» **What to do**
In full and without change, transcribe the records below.
++++ Records for the exercise
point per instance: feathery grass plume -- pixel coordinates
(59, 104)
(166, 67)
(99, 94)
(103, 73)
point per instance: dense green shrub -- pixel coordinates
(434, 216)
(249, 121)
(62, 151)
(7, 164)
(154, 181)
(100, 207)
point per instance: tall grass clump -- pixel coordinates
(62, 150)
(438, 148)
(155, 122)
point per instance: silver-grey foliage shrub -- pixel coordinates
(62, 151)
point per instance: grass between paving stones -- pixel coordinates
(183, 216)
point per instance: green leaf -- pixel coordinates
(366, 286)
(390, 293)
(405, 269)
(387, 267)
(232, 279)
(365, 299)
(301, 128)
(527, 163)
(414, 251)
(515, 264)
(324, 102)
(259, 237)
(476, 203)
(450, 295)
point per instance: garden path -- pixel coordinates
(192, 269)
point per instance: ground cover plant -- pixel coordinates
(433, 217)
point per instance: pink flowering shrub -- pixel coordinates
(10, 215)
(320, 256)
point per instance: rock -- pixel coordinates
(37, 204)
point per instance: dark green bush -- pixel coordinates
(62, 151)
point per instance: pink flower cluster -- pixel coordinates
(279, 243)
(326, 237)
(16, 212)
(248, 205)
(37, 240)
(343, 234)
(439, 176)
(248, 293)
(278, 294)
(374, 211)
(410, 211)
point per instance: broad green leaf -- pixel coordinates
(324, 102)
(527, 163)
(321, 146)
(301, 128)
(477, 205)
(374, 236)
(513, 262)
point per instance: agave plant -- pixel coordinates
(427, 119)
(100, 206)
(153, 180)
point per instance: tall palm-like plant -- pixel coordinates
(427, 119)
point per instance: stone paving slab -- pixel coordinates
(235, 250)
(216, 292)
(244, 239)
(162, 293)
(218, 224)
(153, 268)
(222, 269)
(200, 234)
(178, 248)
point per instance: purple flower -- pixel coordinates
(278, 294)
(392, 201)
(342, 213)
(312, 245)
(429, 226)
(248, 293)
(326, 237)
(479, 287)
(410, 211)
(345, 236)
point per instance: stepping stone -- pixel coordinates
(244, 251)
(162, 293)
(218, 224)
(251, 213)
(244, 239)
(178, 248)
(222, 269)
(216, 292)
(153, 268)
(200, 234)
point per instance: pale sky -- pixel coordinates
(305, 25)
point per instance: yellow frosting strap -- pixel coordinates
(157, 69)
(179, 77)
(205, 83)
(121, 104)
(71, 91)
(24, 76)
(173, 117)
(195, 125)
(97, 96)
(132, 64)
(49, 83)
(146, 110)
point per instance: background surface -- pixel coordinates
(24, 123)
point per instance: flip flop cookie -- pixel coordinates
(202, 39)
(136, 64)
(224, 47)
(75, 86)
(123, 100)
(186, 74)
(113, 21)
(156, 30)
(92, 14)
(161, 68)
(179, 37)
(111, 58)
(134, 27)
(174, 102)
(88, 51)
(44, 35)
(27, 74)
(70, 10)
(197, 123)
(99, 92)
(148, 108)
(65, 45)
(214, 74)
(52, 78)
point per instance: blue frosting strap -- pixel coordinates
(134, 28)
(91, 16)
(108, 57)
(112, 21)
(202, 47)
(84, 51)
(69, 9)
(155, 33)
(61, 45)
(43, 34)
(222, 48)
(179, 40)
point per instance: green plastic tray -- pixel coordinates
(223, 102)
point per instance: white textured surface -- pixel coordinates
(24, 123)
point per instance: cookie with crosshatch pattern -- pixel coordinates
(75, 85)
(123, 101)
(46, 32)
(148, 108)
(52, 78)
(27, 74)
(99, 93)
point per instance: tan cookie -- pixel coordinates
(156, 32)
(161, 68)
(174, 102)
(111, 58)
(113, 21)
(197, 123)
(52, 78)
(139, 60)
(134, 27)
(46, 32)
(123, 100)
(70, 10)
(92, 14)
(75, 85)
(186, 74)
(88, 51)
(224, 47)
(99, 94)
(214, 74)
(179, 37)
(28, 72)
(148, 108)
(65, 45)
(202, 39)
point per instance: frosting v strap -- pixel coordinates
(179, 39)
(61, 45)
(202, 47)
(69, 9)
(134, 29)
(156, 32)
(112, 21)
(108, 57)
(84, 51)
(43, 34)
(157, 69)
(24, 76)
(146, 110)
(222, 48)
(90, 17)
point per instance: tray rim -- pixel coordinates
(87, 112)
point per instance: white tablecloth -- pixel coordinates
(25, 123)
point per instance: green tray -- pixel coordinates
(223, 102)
++++++++
» **Final answer**
point per instance: feathery grass plume -- pixel coordinates
(59, 104)
(166, 67)
(99, 94)
(103, 73)
point per instance: dense green shrub -- pixel coordinates
(434, 216)
(249, 121)
(62, 151)
(7, 164)
(154, 181)
(100, 207)
point per instance: tall grass clump -- pixel coordinates
(62, 150)
(438, 148)
(155, 122)
point per instance: silver-grey foliage shrub -- pixel coordinates
(62, 151)
point per instance: grass between paving stones -- pixel coordinates
(183, 216)
point per instance: green leaf -- pixel coordinates
(366, 286)
(390, 293)
(405, 269)
(387, 267)
(232, 279)
(365, 299)
(301, 128)
(527, 163)
(414, 251)
(515, 264)
(324, 102)
(259, 237)
(476, 203)
(450, 295)
point per instance: garden path -- pixel coordinates
(192, 269)
point per instance: ground cover plant -- pixel coordinates
(433, 217)
point per instance: pink flowering shrub -- pixel coordinates
(10, 215)
(320, 256)
point per instance: rock -- pixel coordinates
(37, 204)
point per instance: dark green bush -- pixel coordinates
(62, 151)
point per instance: pink flower cluster -- pixel coordinates
(279, 243)
(326, 237)
(16, 212)
(248, 205)
(37, 240)
(343, 234)
(439, 176)
(248, 293)
(278, 294)
(374, 211)
(410, 211)
point per instance: broad green leaf -- pixel coordinates
(324, 102)
(527, 163)
(321, 146)
(301, 128)
(477, 205)
(374, 236)
(513, 262)
point per instance: agave plant -- pixel coordinates
(427, 119)
(100, 206)
(153, 180)
point per instance: tall palm-like plant -- pixel coordinates
(427, 119)
point per instance: stone paving slab -- pixel coordinates
(235, 250)
(216, 292)
(244, 239)
(162, 293)
(218, 224)
(153, 268)
(222, 269)
(200, 234)
(178, 248)
point per instance: purple flower -- pixel coordinates
(278, 294)
(392, 201)
(342, 213)
(312, 245)
(429, 226)
(248, 293)
(326, 237)
(479, 287)
(410, 211)
(345, 236)
point per instance: stepping stone -- pixel coordinates
(244, 251)
(162, 293)
(218, 224)
(251, 213)
(244, 239)
(178, 248)
(222, 269)
(216, 292)
(153, 268)
(200, 234)
point per instance: pale sky -- pixel coordinates
(305, 25)
point per instance: yellow frosting strap -- pixel coordinates
(157, 69)
(179, 77)
(205, 83)
(121, 104)
(71, 91)
(24, 76)
(173, 117)
(195, 125)
(97, 96)
(132, 64)
(49, 83)
(146, 110)
point per instance: background surface -- pixel coordinates
(24, 123)
point per instance: flip flop cookie -- pixel coordinates
(202, 39)
(136, 64)
(224, 47)
(75, 86)
(123, 100)
(186, 74)
(113, 21)
(156, 30)
(92, 14)
(161, 68)
(179, 37)
(111, 58)
(134, 27)
(174, 102)
(88, 51)
(44, 35)
(27, 74)
(70, 10)
(197, 123)
(99, 92)
(148, 108)
(65, 45)
(214, 74)
(52, 78)
point per instance: blue frosting strap -- pixel coordinates
(134, 28)
(91, 16)
(108, 57)
(112, 21)
(202, 47)
(84, 51)
(69, 9)
(155, 33)
(61, 45)
(43, 34)
(222, 48)
(179, 40)
point per instance: green plastic tray -- pixel coordinates
(223, 102)
point per instance: white textured surface -- pixel coordinates
(24, 123)
point per instance: cookie with crosshatch pattern -- pixel coordinates
(75, 85)
(123, 101)
(46, 32)
(148, 108)
(52, 78)
(27, 74)
(99, 93)
point per instance: tan cookie -- pixel coordinates
(156, 32)
(161, 68)
(174, 102)
(111, 58)
(113, 21)
(197, 123)
(52, 78)
(139, 60)
(134, 27)
(46, 32)
(123, 100)
(70, 10)
(92, 14)
(75, 85)
(186, 74)
(88, 51)
(224, 47)
(99, 94)
(214, 74)
(179, 37)
(28, 72)
(148, 108)
(65, 45)
(202, 39)
point per instance: frosting v strap -- pixel coordinates
(179, 39)
(61, 45)
(202, 47)
(69, 9)
(134, 29)
(156, 32)
(112, 21)
(108, 57)
(84, 51)
(43, 34)
(157, 69)
(24, 76)
(146, 110)
(222, 48)
(90, 17)
point per instance: tray rim -- pixel coordinates
(87, 112)
point per instance: white tablecloth -- pixel coordinates
(25, 123)
point per instance: green tray -- pixel coordinates
(223, 102)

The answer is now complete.